◆ What this exercise asks:
A - In the Notre Dame award profile below, what reason did Reverend Edward "Monk" Malloy give for the founding of Indiana Campus Compact? Explain in one to three sentences.
B - According to the Notre Dame award profile below, what share of Notre Dame students are involved in service engagement?
*** Document section Section Begins ***
2017 Engaged Campus of the Year The University of Notre Dame, Reverend John Jenkins, President.

Video Greetings From Notre Dame

The University of Notre Dame has a commitment, intrinsic to its founding mission, not only to serve the broader community, but to educate generations of students for lives of civic and social engagement.

One of Indiana Campus Compact’s founding members, Notre Dame has been an active participant not only in its own community, but in the community of the Compact. Reverend Edward “Monk” Malloy was a founding member of the Board of Directors and said the genesis for newly formed Indiana Campus Compact was “a collective sense that higher education needed to focus more directly on making a difference in our communities and neighborhoods.”

Father Paul Kollman, Annie Cahill-Kelley, and Connie Mick accept the award from J.R. Jamison

Notre Dame’s mission is to “cultivate in its students an appreciation for the great achievement of human beings, but also a disciplined sensibility to the poverty, injustice, and oppression that burden the lives of so many.

Living their mission shows in the university’s deep commitment to service learning and community engagement.

The Center for Social Concerns is the heart of service engagement on the campus and facilitates community-based learning, research, and service. The Robinson Community Learning Center which serves as a hub for education, service, community building, and personal development programs that enhance the community’s quality of life.

More than 80% of Notre Dame students are involved in service engagement and there are campus-wide learning outcomes for students’ curricular engagement with the community.
*** Document section Section Ends ***
*** Material provided Section Begins ***
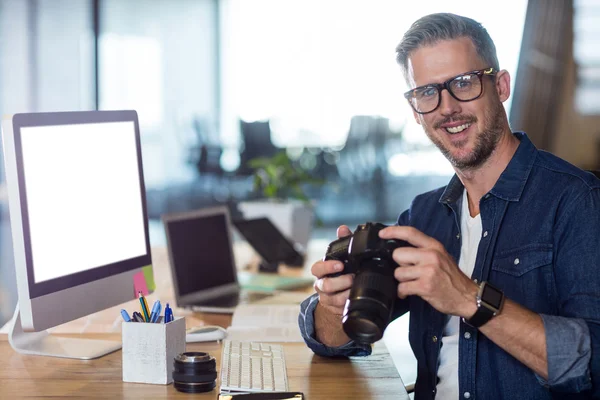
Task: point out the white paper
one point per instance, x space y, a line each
265 323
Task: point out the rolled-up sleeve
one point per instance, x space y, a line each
306 320
569 353
573 336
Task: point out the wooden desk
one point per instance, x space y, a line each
361 378
373 377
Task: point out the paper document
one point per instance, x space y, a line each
265 323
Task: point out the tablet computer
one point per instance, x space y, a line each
269 242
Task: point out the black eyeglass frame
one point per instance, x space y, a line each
446 85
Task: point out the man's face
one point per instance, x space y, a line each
465 132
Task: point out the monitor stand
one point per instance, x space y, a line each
43 344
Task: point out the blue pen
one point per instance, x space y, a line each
155 311
168 314
125 316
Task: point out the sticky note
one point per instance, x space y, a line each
139 284
149 275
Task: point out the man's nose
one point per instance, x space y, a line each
448 104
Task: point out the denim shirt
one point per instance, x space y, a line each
541 246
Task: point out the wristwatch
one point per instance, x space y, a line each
489 304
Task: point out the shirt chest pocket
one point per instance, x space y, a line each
*** Material provided Section Ends ***
◆ Answers by item number:
A - Reverend Edward "Monk" Malloy, a founding member of the Board of Directors, said the Compact began from "a collective sense that higher education needed to focus more directly on making a difference in our communities and neighborhoods."

B - More than 80% of Notre Dame students.